### STATED EXERCISE 1
Summarize the Kubernetes article in two sentences.
### STATED EXERCISE 2
Retype the Kubernetes article without any changes, everything from "This article was" down to "had I aha-moments!".

### EXCERPT
## Start

This article was originally published in The New Stack on July 22, 2019.
When I set out to run marketing for Kublr, an enterprise-grade Kubernetes platform, I needed to wrap my head around Kubernetes. I read some articles on the internet, talked to our technical team and, at some point, understood the basic concepts. However, I didn’t really get the full picture. I realized I needed to zoom out, way out. Most articles and technical people start with the assumption of context which non-technical people generally don’t have. So, I read an Introduction to Computer Science then continued studying distributed systems and, oh my god, had I aha-moments!
Finally understanding the core concepts the new stack is built on was so enlightening, I wanted to share my newly found insights with all those struggling to understand what this open-source technology is all about and why it is so revolutionary.
Let me start with the basic concepts needed to understand where Kubernetes came from: the context. For technical folks, this may sound very simplistic, and it should. The goal is to offer a simplified overview to understand the big picture. I’ll start with a single computer, move to virtual machines, and then briefly discuss distributed applications. If you’re already familiar with these concepts, feel free to jump to what’s new to you.
Bare Metal Machines
A computer consists of hardware — mainly the central processing unit (CPU), memory and storage — which runs different applications or programs. The operating system (OS) is a software that sits on top of the hardware and manages these resources. Above the OS are the applications (e.g. Outlook or the Microsoft stack on your laptop). The OS schedules when each app has access to which resource ensuring each application has enough to run smoothly (while Outlook and Word may feel like they run simultaneously, they don’t. Believe it or not, your computer cannot multitask. Programs run one at a time. The intervals are so fast, however, that they seem to run simultaneously — that’s OS magic!). The applications are oblivious of the hardware, they only interact with the OS. This principle is called abstraction: a layer that mediates (OS) between two other layers (hardware and apps). Apps don’t need to know anything about the hardware because the OS manages everything.

## End

### INFORMATION PROVIDED
## Start

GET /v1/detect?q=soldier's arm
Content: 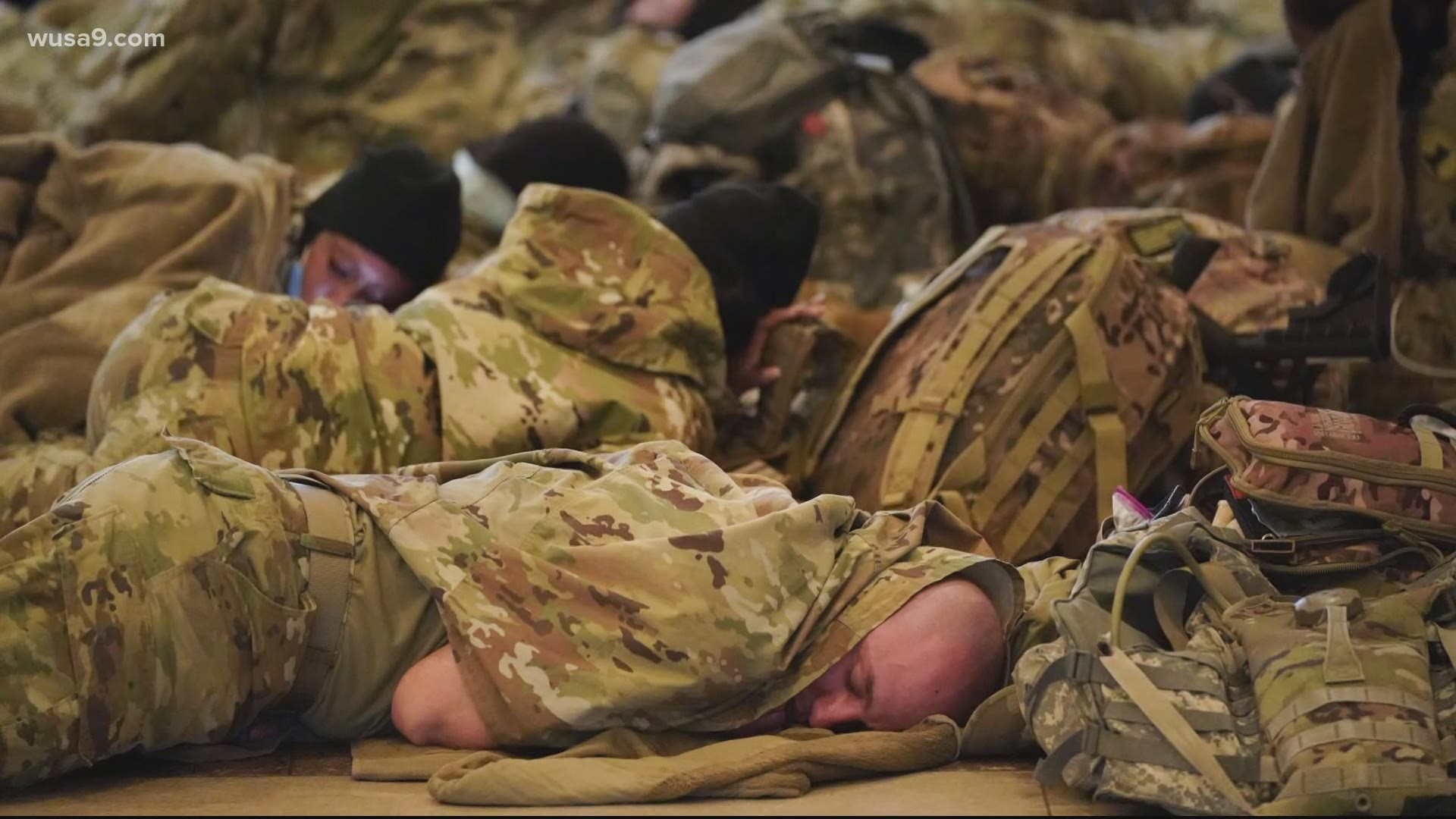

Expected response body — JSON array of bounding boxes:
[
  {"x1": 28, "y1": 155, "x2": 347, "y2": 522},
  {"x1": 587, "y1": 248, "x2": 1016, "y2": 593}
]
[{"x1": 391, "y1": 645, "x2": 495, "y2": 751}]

## End
## Start

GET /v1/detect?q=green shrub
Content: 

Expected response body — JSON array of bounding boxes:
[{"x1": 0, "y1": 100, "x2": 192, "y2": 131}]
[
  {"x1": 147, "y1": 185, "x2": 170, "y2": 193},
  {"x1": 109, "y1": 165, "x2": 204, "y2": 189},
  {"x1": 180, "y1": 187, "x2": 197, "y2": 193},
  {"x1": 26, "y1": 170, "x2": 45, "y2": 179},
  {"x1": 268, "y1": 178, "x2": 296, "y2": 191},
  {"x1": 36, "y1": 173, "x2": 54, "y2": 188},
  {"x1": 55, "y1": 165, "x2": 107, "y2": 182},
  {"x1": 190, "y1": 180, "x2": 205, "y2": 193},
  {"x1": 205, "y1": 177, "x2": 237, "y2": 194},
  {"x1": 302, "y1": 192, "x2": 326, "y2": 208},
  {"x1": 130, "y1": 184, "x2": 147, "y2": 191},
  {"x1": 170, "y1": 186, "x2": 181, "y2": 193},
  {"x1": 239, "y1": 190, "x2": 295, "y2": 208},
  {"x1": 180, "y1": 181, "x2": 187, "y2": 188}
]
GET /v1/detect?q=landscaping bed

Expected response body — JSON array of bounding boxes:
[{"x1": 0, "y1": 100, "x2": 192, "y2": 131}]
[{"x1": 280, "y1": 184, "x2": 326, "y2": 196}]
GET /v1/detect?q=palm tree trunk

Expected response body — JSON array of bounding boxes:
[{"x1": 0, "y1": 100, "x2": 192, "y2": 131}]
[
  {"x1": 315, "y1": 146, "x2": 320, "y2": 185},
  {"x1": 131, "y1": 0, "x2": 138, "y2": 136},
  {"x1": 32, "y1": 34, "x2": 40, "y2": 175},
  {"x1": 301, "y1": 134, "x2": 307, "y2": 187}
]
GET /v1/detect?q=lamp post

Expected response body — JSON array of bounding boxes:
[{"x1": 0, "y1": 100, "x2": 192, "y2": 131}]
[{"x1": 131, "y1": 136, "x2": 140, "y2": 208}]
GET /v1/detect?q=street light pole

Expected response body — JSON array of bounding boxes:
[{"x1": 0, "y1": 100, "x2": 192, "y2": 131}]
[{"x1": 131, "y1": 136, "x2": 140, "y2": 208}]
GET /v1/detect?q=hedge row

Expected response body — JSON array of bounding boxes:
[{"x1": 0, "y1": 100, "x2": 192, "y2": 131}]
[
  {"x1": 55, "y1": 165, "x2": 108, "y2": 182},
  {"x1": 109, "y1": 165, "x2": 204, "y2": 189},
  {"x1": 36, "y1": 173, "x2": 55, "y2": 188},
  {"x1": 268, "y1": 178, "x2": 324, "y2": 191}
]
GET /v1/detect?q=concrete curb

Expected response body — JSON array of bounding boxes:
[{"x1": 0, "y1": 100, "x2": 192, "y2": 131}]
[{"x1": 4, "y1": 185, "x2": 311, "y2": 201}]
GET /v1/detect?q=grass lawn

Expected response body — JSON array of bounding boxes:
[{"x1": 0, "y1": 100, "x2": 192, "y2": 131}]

## End
## Start

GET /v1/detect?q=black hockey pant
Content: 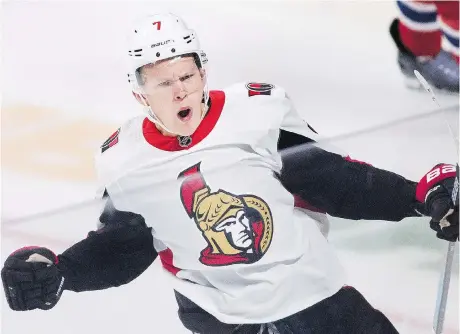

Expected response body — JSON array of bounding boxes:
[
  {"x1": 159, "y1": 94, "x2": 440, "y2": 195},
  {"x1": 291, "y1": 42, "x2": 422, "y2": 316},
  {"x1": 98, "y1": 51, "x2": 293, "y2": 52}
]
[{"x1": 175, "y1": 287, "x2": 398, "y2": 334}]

## End

### EXERCISE OUTPUT 1
The author set out to run marketing for Kublr and found that understanding Kubernetes required zooming out, so they studied computer science and distributed systems and now offers a simplified overview that starts with a single computer. On a bare metal machine, the operating system sits between the hardware and the applications and schedules each app's access to resources, so apps never need to know anything about the hardware, a principle called abstraction.

### EXERCISE OUTPUT 2
This article was originally published in The New Stack on July 22, 2019.
When I set out to run marketing for Kublr, an enterprise-grade Kubernetes platform, I needed to wrap my head around Kubernetes. I read some articles on the internet, talked to our technical team and, at some point, understood the basic concepts. However, I didn’t really get the full picture. I realized I needed to zoom out, way out. Most articles and technical people start with the assumption of context which non-technical people generally don’t have. So, I read an Introduction to Computer Science then continued studying distributed systems and, oh my god, had I aha-moments!